Exactly as they stand, write out all of the entries again.

■ Data extracted from a collection:
----
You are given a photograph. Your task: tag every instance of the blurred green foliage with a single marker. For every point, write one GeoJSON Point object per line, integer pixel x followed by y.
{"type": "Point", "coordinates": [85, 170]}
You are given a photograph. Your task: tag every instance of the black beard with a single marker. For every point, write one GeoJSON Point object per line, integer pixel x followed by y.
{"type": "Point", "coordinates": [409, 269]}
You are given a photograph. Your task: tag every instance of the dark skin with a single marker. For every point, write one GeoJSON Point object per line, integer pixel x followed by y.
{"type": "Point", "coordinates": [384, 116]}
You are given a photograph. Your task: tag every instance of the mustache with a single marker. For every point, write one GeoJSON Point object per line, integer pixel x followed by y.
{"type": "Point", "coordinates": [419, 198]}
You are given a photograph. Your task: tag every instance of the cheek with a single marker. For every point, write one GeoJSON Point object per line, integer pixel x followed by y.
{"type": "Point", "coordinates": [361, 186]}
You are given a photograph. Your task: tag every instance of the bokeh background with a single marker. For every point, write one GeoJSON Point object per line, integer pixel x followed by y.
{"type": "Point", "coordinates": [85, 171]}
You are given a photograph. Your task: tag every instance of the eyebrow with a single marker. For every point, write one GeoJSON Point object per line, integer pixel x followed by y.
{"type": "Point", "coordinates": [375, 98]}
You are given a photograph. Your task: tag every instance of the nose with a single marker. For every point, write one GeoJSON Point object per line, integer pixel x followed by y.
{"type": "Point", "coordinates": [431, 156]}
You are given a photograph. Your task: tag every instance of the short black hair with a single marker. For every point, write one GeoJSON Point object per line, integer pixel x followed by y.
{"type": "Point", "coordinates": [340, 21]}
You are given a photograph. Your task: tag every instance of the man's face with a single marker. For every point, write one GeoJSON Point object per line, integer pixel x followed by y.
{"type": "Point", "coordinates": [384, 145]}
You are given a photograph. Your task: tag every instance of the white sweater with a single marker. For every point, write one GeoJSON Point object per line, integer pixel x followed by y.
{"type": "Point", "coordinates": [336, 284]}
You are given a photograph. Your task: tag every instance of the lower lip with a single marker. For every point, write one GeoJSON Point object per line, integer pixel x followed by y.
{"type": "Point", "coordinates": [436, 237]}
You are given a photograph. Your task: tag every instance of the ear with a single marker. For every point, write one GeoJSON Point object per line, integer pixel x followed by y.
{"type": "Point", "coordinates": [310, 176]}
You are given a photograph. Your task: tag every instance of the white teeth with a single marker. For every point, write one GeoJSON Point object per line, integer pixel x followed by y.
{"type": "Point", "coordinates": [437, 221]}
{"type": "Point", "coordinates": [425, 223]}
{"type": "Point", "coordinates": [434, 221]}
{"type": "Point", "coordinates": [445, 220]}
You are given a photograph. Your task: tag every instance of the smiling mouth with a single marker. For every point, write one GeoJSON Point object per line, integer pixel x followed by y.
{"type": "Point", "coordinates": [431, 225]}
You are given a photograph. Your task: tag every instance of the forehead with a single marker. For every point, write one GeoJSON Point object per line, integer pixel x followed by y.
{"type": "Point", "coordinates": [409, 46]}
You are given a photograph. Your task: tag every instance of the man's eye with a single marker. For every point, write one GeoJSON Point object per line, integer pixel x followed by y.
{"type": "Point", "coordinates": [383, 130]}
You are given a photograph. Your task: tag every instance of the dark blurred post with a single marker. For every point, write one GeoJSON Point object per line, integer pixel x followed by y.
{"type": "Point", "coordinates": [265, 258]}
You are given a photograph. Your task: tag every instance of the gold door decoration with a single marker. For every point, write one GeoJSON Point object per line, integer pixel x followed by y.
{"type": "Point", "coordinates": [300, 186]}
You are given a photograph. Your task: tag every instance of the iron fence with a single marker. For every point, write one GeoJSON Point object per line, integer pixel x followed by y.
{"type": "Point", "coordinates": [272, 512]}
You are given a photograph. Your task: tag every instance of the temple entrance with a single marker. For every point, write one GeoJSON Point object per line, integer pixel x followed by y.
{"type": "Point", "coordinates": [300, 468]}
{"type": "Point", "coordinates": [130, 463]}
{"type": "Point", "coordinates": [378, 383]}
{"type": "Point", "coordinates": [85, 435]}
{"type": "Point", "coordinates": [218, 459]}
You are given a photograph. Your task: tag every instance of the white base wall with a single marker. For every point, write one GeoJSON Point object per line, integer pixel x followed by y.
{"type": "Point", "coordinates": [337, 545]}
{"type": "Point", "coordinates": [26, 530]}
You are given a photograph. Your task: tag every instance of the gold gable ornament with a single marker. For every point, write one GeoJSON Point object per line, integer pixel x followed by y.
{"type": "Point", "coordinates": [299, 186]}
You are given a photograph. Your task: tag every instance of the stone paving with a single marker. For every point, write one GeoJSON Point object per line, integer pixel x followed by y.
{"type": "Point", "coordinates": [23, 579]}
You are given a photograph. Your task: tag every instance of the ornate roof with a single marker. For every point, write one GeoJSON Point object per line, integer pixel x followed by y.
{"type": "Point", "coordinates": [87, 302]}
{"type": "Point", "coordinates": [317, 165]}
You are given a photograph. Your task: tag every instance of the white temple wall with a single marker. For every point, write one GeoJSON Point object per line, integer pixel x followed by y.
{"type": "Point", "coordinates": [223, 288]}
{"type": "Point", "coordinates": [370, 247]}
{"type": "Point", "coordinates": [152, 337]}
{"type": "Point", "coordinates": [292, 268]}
----
■ RESULT FOR THIS EXERCISE:
You are given a photograph. Your task: tag every instance of the blurred green foliage with a single marker. For every point, write one GeoJSON Point object per line, integer pixel x followed by y.
{"type": "Point", "coordinates": [85, 170]}
You are given a photograph. Your task: tag every instance of the black beard with a single marker. For every point, write one GeoJSON Point object per line, integer pixel x followed by y.
{"type": "Point", "coordinates": [409, 269]}
You are given a photograph. Your task: tag every instance of the dark skin with a single marker. For every point, write one GeoJSON Point object per line, integer pixel x followed by y.
{"type": "Point", "coordinates": [384, 116]}
You are given a photograph. Your task: tag every instance of the mustache with a single marker. For every point, write one GeoJSON Point object per line, integer pixel x followed by y.
{"type": "Point", "coordinates": [419, 198]}
You are given a photograph. Your task: tag every instance of the cheek with a single marker. For every point, write one GeoJSON Point object per line, integer pixel x followed by y.
{"type": "Point", "coordinates": [361, 186]}
You are given a photograph. Your task: tag every instance of the bokeh background with a single marker. For every point, write one GeoJSON Point object per line, integer pixel x followed by y.
{"type": "Point", "coordinates": [85, 171]}
You are given a photograph. Your task: tag every instance of the eyebrow with a single marker. For every point, write one GeoJSON Point object per line, integer pixel x followed by y.
{"type": "Point", "coordinates": [375, 98]}
You are given a photograph. Your task: tag every instance of the nose with a single marker. For every point, write one GeoJSON Point object per line, integer pixel x followed by y.
{"type": "Point", "coordinates": [431, 156]}
You are given a photograph. Your task: tag every instance of the short black hair with a single marker. For every point, write one GeoJSON Point object per line, integer pixel x followed by y.
{"type": "Point", "coordinates": [340, 21]}
You are given a photograph. Your task: tag every instance of the man's face with a single marker. For every point, write one GeoJSON Point object per line, integer pixel x followed by y.
{"type": "Point", "coordinates": [384, 145]}
You are given a photograph. Your task: tag every instance of the white sweater with a single marker. For every point, write one GeoJSON Point object per line, integer pixel x followed by y.
{"type": "Point", "coordinates": [336, 284]}
You are given a photograph. Your task: tag every instance of the lower lip with a single marker. For every point, write one GeoJSON Point object per line, integer pixel x followed by y.
{"type": "Point", "coordinates": [436, 237]}
You are given a photograph. Your task: tag every instance of the ear with a single marker. For every point, write one GeoJSON Point object per line, integer pixel x followed by y.
{"type": "Point", "coordinates": [310, 176]}
You are given a photograph. Your task: tag every instance of the white teeth with a single marker. For every point, write one GeoJSON Point object per line, integer pixel x followed by y.
{"type": "Point", "coordinates": [437, 221]}
{"type": "Point", "coordinates": [425, 223]}
{"type": "Point", "coordinates": [434, 221]}
{"type": "Point", "coordinates": [445, 220]}
You are given a photograph. Your task: tag every instance of the smiling mouth with a single marker. For every point, write one GeoJSON Point object per line, integer pixel x followed by y.
{"type": "Point", "coordinates": [431, 225]}
You are given a photograph. Your task: tag every instance of the forehead with a single marker. For every point, write one GeoJSON Point object per line, integer pixel x followed by y.
{"type": "Point", "coordinates": [409, 46]}
You are given a photograph. Your task: tag every instance of the man's eye with a single marker. For every point, write one GeoJSON Point object per line, integer pixel x followed by y.
{"type": "Point", "coordinates": [383, 130]}
You are given a photograph. Your task: tag every instance of the dark blurred post with a single marker. For every point, write one GeoJSON Point object per line, integer pixel x followed by y.
{"type": "Point", "coordinates": [265, 258]}
You are given a photograph. Your task: tag every instance of the gold door decoration with a single marker. For every point, write one GeoJSON Point object per line, integer pixel x followed by y.
{"type": "Point", "coordinates": [300, 186]}
You are given a photograph. Your task: tag every instance of the iron fence with a single marker. For every point, write one GeoJSON Point object per line, integer pixel x followed by y.
{"type": "Point", "coordinates": [272, 512]}
You are given a photograph. Your task: tag every instance of the temple entrance with a single marker. For every point, write one GeoJSON Point object per line, integer pixel x followed by y.
{"type": "Point", "coordinates": [300, 468]}
{"type": "Point", "coordinates": [130, 463]}
{"type": "Point", "coordinates": [378, 383]}
{"type": "Point", "coordinates": [85, 435]}
{"type": "Point", "coordinates": [218, 459]}
You are given a photograph. Your task: tag every instance of the white base wall with a single marker. For every point, write one GeoJSON Point object per line, integer pixel x followed by y.
{"type": "Point", "coordinates": [337, 545]}
{"type": "Point", "coordinates": [26, 530]}
You are given a photograph. Your task: tag every instance of the gold gable ornament with a single marker. For every point, write one GeoJSON Point object per line, integer pixel x followed by y.
{"type": "Point", "coordinates": [299, 186]}
You are given a photograph. Your task: tag every instance of the stone paving with a single marker. For every point, write one GeoJSON Point object per line, integer pixel x followed by y.
{"type": "Point", "coordinates": [23, 579]}
You are given a photograph. Your task: tag every instance of the ornate roof with a single marker. For every point, write one GeoJSON Point object per line, integer pixel x followed by y.
{"type": "Point", "coordinates": [87, 302]}
{"type": "Point", "coordinates": [317, 165]}
You are given a photograph. Your task: tag every instance of the white temple wall with a single marker. For every point, write one GeoJSON Point object per line, integer pixel x followed by y.
{"type": "Point", "coordinates": [223, 288]}
{"type": "Point", "coordinates": [370, 247]}
{"type": "Point", "coordinates": [152, 337]}
{"type": "Point", "coordinates": [292, 268]}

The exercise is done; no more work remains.